EXPLORA EL MATERIAL:
1 – Según el texto sobre el actor y la presencia, ¿qué premio obtuvo Sean Connery por Los intocables?
2 – Por favor, transcribe del texto sobre el actor y la presencia el pasaje que empieza con "Y Connery se" y sigue hasta "se está exponiendo.".

TEXTO DEL DOCUMENTO:
****

DGD: Morfograma 45, 2018. |
viernes, 25 de enero de 2019
El misterio de los actores y de la actuación (XLV)
Actor y presencia
En la banda de comentarios del DVD de Zardoz (1974), el director de este filme, John Boorman, habla del
actor protagónico:
Lo extraordinario de Sean [Connery] como actor —y he
seguido su carrera— es que tiene una especie de presencia. Una vez le dije:
“¿Has pensado alguna vez en usar un acento diferente?”. Me refiero a que él
obtuvo un premio de la Academia como actor de reparto en Los intocables, actuando a un policía irlandés con acento escocés,
y cuando le pregunté eso, me respondió [imita
el acento escocés de Connery]: “Si yo no hablara del modo en que lo hago,
no sabría quién demonios soy yo” [If I
didn’t talk the way I talk, I wouldn’t know who the hell I am]. Así que él
es siempre él mismo, y eso es lo extraordinario de una movie star: puede ser otra persona y actuar un papel, y sin embargo
seguir siendo él mismo.
La presencia,
pues, queda definida como algo que va más allá del mero “carisma”; es una
fuerza que se impone de tal forma que, en el caso de Connery, le permite ser
aceptado por el público en cualquier papel que interprete: una fuerza que
hablará y se comportará siempre de la misma manera. Boorman equipara a esa
fuerza con el carácter casi mítico de la estrella
de cine, definido por este cineasta como la capacidad de entregarse por
completo al instante presente:
El actor que desaparece detrás de un papel es un tipo
distinto de actor. Sean tiene esta presencia: posee la habilidad de ser en el
momento presente, de ser totalmente en ese momento. La mayoría de nosotros
vivimos parcialmente en el pasado y parcialmente en el futuro, pensando “¿qué
va a pasar?”, “¿qué ha pasado?”, en lugar de estar totalmente despiertos y
alertas respecto a este momento en el tiempo. Y pienso que uno puede siempre
definir a una movie star de ese modo:
es alguien que está totalmente presente, por completo en el aquí y en el ahora.
Y Connery se da por entero. Esa es la otra cosa. Lo que el público quiere es el
sentimiento de que un actor o una actriz es vulnerable, abierto, que no se está
protegiendo sino que se está exponiendo.
¿La máxima vulnerabilidad genera a la portentosa fuerza de
la movie star? ¿El público lo acepta
y hasta venera porque la presencia
fílmica convierte en vulnerabilidad el hecho de ser siempre igual, siempre él
mismo (o ella misma)?
Resulta
imposible dirigir a un actor que no sólo no va a desaparecer detrás de su
personaje sino que se va a imponer a todo papel y será siempre aquello que lo
identifica: su presencia. La
diferenciación entre el actor que se dirige a sí mismo (o el que pide del
director todo menos dirección) y el
que se somete a la dirección (y a veces la solicita casi como tiranía), ¿puede
trasladarse a la dicotomía, tan antiguamente planteada, entre el actor y la
presencia? Anthony Hopkins admira —y en más de un sentido encarna— la figura de
Clint Eastwood, que es siempre el mismo sin importar que desempeñe personajes
diferentes (y del que Scorsese usa esa frase tan ambigua según la cual “él es
Clint Eastwood mejor que cualquier otro podría ser Clint Eastwood”), como parte
de una galería de actores de cine hollywoodense (menciona a Bogart y Brando)

****

INFORMACIÓN PROPORCIONADA:
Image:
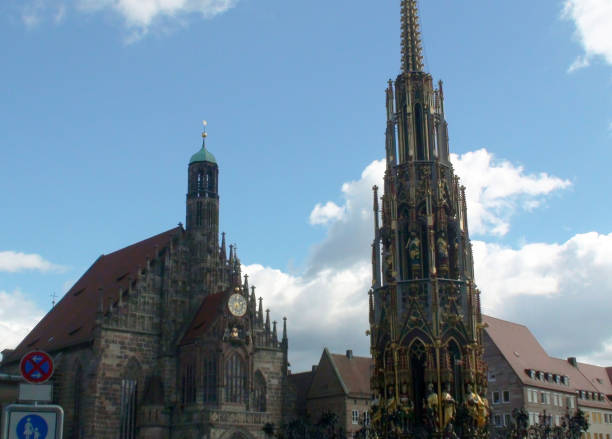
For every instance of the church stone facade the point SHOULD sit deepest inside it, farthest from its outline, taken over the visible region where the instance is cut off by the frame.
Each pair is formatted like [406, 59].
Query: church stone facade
[165, 338]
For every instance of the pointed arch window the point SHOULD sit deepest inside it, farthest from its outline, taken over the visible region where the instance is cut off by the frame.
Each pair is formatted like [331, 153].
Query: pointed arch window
[199, 214]
[418, 126]
[129, 398]
[235, 379]
[200, 183]
[211, 182]
[209, 376]
[454, 353]
[260, 392]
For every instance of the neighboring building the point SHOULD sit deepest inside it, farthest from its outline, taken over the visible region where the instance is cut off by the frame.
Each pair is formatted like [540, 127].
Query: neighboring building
[339, 384]
[164, 339]
[425, 320]
[522, 375]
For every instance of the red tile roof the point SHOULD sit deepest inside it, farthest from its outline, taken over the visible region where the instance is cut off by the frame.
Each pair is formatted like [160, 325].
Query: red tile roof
[355, 373]
[523, 352]
[206, 315]
[72, 320]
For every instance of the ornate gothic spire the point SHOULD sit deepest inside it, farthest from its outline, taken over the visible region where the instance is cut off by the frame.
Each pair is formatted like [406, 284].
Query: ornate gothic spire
[412, 49]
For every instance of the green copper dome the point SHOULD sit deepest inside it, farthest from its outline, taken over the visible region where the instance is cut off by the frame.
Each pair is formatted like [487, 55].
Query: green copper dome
[203, 155]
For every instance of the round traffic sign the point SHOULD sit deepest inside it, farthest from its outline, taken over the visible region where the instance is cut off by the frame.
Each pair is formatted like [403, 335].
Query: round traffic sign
[36, 367]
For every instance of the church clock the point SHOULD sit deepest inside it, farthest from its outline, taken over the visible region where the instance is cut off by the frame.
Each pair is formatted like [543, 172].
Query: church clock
[237, 305]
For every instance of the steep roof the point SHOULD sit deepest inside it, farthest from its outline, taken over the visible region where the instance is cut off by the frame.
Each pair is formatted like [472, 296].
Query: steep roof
[72, 320]
[523, 352]
[205, 316]
[355, 373]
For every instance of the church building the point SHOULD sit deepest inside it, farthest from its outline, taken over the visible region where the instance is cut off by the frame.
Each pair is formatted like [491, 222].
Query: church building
[165, 338]
[425, 321]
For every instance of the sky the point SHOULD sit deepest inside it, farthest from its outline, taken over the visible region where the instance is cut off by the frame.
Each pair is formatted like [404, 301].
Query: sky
[101, 103]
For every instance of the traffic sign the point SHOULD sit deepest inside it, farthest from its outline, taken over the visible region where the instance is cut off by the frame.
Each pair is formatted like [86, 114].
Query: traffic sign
[36, 367]
[33, 422]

****

RESPUESTAS POR TAREA:
1 – Un premio de la Academia como actor de reparto.

2 –
Y Connery se da por entero. Esa es la otra cosa. Lo que el público quiere es el
sentimiento de que un actor o una actriz es vulnerable, abierto, que no se está
protegiendo sino que se está exponiendo.